### Task details
What is needed here is a verbatim copy of the records that follow.

(Records for this exercise begins)

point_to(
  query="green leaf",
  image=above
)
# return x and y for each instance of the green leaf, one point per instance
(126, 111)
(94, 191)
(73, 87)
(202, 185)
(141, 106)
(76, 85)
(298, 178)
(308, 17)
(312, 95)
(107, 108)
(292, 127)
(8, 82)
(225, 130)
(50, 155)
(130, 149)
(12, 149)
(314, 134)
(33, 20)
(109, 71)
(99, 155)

(Records for this exercise ends)

### Answer
point_to(
  query="green leaf",
  image=above
)
# return x and y for each instance of the green leaf, one point per instance
(126, 111)
(94, 191)
(73, 87)
(202, 185)
(141, 106)
(76, 85)
(298, 178)
(308, 17)
(312, 95)
(107, 108)
(292, 127)
(8, 82)
(225, 130)
(50, 155)
(130, 149)
(12, 149)
(314, 134)
(33, 20)
(109, 71)
(99, 155)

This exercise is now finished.